[What you are asked to do] Carry on the amateur radio post below, about novices struggling with code on the 40 meter band, beginning right after its final sentence.

[Text to read]

[CW] Dumb down not justified - excuse the abortion, I accidentally hit `send' for `spell check'

Ronald KA4INM Youvan [email protected]
Sun, 06 Jul 2003 18:49:11 +0000


   The novice 40 meter assignment deep within the European broadcast
band has historically been devastating to novices trying to upgrade
to general, for those that didn't have room to put up an eighty meter
antenna especially those that "home built" a 80/40 meter transmitter,
very common in the 50's and 60's.  Do you remember being rock bound?
   I remember adding a 500 Hz crystal lattice filter to my receiver
in the early 60's and I found a few QSO's tucked one or two hundred Hz
from the carrier of radio Moscow for a lack of free room between the
sidebands of the high power BC stations.  * BFO not needed or desired
   Without room for QSO's the daily practice couldn't occur so they
couldn't reach 13 wpm within the year, so we lost many fine hams.
I have talked with hundreds over the last 40 years, asking mostly
about antennas over my house or on my car, they said: `I was a novice
when I was a kid, but I couldn't get my code up to 13 within the year
so I had to give it up.'
   Some folks had no trouble learning cw, the rest failed, as I did, but
I was saved by my perseverance and the advent of the re-newable novice
license. (17 years) Then the "woodpecker" made me stay quiet until I
heard it was no longer in use.

[Dataset content]
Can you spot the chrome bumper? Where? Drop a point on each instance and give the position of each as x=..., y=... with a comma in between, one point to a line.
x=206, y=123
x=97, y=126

[Result for this exercise]
   The FCC blew it for thousands of would have been (by now) old timers
with that crappy assignment, the lousiest 25 kc on 40.
   Ron ka4inm

> open up more space for Novice/Tech Plus types so they could have a 
> better chance of making some contacts. I figured that HF and CW in 
> particular might still have some appeal to a certain percentage of the 
> newbies if they actually had a chance to do some QSO-ing, rather than 
> being confined to tiny slices of several HF bands where activity 
> was/is slim to none.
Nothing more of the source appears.